§ DIRECTION
Please rewrite all the rows below, switching every "one pin per instance" to "a single point per instance" and leaving everything else as it is. Omit the pictures from your answer.

╭─ PROVIDED DATA

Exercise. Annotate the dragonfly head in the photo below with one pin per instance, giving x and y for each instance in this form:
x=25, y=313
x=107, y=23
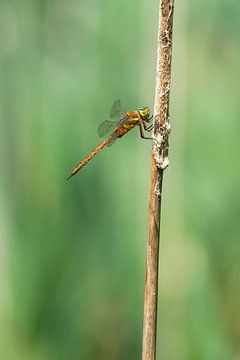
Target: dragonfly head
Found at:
x=144, y=112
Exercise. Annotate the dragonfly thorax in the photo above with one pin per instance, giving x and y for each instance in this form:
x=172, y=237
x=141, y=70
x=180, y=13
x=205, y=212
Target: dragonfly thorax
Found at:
x=144, y=113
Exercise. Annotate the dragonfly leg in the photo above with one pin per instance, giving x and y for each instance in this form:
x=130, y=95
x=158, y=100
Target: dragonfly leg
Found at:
x=142, y=133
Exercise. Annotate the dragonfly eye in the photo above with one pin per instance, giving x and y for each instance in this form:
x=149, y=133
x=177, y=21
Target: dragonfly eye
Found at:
x=144, y=112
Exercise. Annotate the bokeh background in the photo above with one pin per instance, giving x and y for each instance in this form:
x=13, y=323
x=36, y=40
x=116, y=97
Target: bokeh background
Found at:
x=72, y=254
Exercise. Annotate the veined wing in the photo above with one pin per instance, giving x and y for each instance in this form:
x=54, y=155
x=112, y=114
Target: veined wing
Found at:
x=117, y=110
x=106, y=127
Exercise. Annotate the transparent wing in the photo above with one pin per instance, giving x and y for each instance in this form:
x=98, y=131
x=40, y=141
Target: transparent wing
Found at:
x=106, y=127
x=117, y=111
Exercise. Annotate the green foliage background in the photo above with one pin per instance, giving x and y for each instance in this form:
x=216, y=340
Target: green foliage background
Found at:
x=72, y=254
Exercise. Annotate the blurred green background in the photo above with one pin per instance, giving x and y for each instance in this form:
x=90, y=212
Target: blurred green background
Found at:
x=72, y=254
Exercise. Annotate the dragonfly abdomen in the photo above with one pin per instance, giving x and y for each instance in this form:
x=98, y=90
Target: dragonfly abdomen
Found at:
x=90, y=156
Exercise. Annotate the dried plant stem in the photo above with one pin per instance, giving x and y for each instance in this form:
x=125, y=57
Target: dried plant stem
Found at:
x=159, y=163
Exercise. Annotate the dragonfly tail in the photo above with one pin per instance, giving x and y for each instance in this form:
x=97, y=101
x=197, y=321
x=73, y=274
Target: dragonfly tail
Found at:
x=89, y=157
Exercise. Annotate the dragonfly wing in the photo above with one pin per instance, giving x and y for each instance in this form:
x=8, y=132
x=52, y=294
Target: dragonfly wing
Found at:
x=106, y=127
x=117, y=111
x=112, y=142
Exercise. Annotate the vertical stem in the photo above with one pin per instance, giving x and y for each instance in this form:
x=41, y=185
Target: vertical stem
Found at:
x=158, y=164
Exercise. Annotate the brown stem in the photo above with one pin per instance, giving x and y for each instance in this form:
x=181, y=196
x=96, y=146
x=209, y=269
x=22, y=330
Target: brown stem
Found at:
x=158, y=164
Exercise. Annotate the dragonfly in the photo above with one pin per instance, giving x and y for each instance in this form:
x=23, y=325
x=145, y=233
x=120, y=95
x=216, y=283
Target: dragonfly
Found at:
x=122, y=122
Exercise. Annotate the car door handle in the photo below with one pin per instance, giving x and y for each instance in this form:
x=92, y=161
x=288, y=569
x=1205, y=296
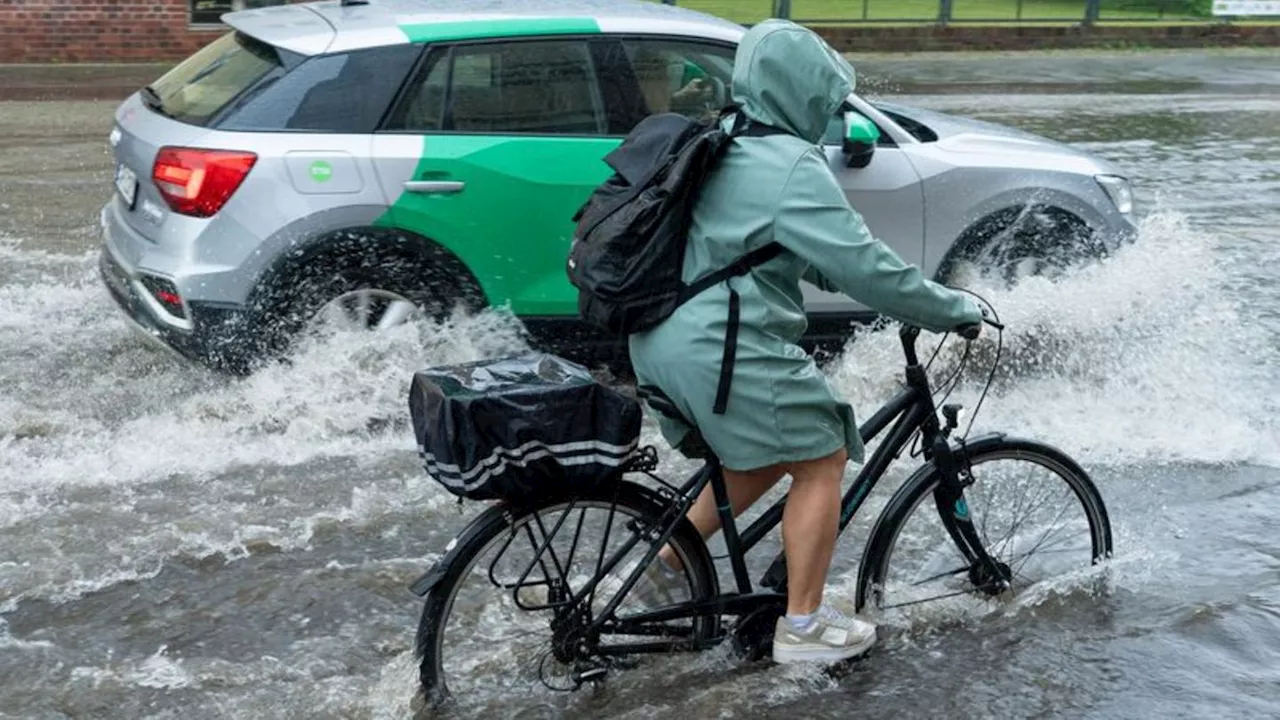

╰─

§ CORRECT RESPONSE
Exercise. Annotate the dragonfly head in the photo below with a single point per instance, giving x and y for each instance in this form:
x=25, y=313
x=107, y=23
Target: dragonfly head
Found at:
x=144, y=112
Exercise. Annotate the dragonfly thorax in the photo above with a single point per instance, giving x and y for each instance in this form:
x=172, y=237
x=141, y=70
x=180, y=13
x=205, y=212
Target: dragonfly thorax
Found at:
x=144, y=113
Exercise. Annotate the dragonfly leg in the photo above with a single point per instance, giving x and y for each instance in this form:
x=130, y=95
x=158, y=100
Target: dragonfly leg
Found at:
x=142, y=133
Exercise. Annotate the dragonfly eye in the photo above with a single point per instance, giving x and y for each instance in this form:
x=149, y=133
x=177, y=21
Target: dragonfly eye
Found at:
x=144, y=112
Exercise. Annotate the bokeh background in the photo above with a single point per instance, giving x and y for each instance in this form:
x=13, y=323
x=36, y=40
x=116, y=97
Target: bokeh background
Found at:
x=72, y=254
Exercise. Annotate the veined wing in the photo above with a single point per instance, giving x and y for each instance in this form:
x=54, y=155
x=112, y=114
Target: veined wing
Found at:
x=117, y=110
x=106, y=127
Exercise. Annotate the transparent wing in the photo above with a single point per instance, giving x and y for each instance in this form:
x=98, y=131
x=40, y=141
Target: transparent wing
Found at:
x=106, y=127
x=117, y=111
Exercise. Annotate the green foliage background in the photo above with a single point per instance, giving x and y for each instance in this form:
x=216, y=340
Target: green foliage background
Found at:
x=72, y=254
Exercise. Annotate the blurred green background in the photo above with a single point per instance, giving x and y for each instance in this form:
x=90, y=212
Target: blurred green background
Found at:
x=72, y=254
Exercise. Annotate the dragonfly abdomen in the photo above with a single point per instance, giving x and y for each instance in this form:
x=98, y=90
Target: dragonfly abdomen
Found at:
x=90, y=156
Exercise. Annotate the dried plant stem in the photo above with a single point per instance, giving x and y for each instance in this form:
x=125, y=57
Target: dried plant stem
Found at:
x=159, y=163
Exercise. Annotate the dragonfly tail in the photo above with a single point per instance, giving x and y for each instance in this form:
x=97, y=101
x=197, y=321
x=73, y=274
Target: dragonfly tail
Found at:
x=89, y=157
Exercise. Annotate the dragonfly wing in the photo above with a single point per instance, giving x and y for each instance in this form:
x=8, y=132
x=52, y=294
Target: dragonfly wing
Found at:
x=106, y=127
x=117, y=111
x=112, y=142
Exercise. Annotate the vertical stem in the photo above with a single point per instance, giving x and y for each instance in this form:
x=41, y=185
Target: vertical stem
Found at:
x=158, y=164
Exercise. Annotate the brown stem in the photo above with a single point per instance, giving x and y for each instance in this form:
x=181, y=196
x=96, y=146
x=209, y=269
x=22, y=330
Target: brown stem
Found at:
x=158, y=164
Exercise. Annotate the dragonfly in the photo above with a single point per instance, giving x and y for each instance in this form:
x=23, y=325
x=145, y=233
x=120, y=95
x=216, y=283
Target: dragonfly
Found at:
x=122, y=122
Exercise. Annotate the car door handle in the photo below with a single point per instance, giving x and y for each instance in this form:
x=92, y=161
x=288, y=569
x=1205, y=296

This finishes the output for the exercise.